▶ **Task**
Find every line in the material below that contains the string "background", with uppercase and lowercase letters matching, and copy each of those lines.

(Items from a dataset)
════════════════════
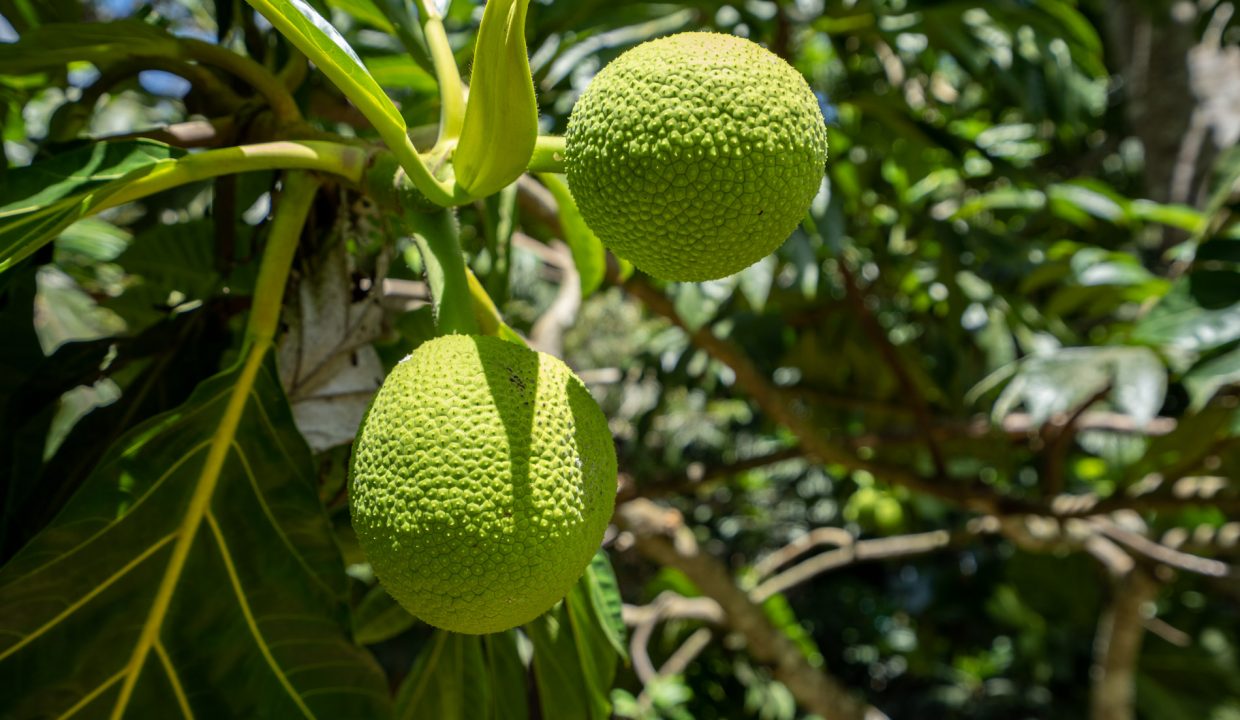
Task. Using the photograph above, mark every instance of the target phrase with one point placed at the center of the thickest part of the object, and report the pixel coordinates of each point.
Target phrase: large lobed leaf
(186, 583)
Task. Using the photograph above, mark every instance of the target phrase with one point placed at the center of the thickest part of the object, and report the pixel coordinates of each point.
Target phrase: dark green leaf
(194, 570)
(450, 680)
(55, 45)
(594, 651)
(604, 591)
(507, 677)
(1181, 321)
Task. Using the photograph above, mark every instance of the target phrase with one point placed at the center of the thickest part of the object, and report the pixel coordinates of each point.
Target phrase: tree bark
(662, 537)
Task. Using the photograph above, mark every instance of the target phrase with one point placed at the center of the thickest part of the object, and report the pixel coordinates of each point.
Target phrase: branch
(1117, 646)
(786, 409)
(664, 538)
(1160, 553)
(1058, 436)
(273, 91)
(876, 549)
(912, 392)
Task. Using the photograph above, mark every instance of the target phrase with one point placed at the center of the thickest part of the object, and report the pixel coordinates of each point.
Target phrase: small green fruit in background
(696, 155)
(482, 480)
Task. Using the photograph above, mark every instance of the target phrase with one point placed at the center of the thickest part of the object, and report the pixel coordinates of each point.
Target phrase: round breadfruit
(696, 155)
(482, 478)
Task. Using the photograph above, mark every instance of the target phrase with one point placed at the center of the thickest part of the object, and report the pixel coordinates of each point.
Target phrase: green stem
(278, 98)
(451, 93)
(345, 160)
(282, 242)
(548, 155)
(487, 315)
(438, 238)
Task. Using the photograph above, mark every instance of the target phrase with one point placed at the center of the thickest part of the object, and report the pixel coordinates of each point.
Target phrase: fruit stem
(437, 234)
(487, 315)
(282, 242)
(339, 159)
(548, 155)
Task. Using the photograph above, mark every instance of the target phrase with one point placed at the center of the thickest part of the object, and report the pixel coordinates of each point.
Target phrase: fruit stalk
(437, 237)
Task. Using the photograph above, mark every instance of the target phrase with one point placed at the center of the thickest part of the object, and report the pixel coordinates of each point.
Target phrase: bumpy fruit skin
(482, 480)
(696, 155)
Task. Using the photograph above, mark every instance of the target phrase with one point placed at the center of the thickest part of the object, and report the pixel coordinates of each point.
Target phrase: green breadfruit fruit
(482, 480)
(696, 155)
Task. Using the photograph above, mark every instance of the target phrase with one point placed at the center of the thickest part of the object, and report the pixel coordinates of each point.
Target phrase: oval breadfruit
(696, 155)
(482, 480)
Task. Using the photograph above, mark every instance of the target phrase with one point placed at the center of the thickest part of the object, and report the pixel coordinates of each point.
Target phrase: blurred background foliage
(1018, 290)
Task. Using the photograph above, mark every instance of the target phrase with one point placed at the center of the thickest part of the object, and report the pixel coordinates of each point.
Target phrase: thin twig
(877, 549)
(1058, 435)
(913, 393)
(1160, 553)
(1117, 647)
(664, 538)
════════════════════
▶ **Exercise result**
Target phrase: small green fruit in background
Target phrase: blurred background foliage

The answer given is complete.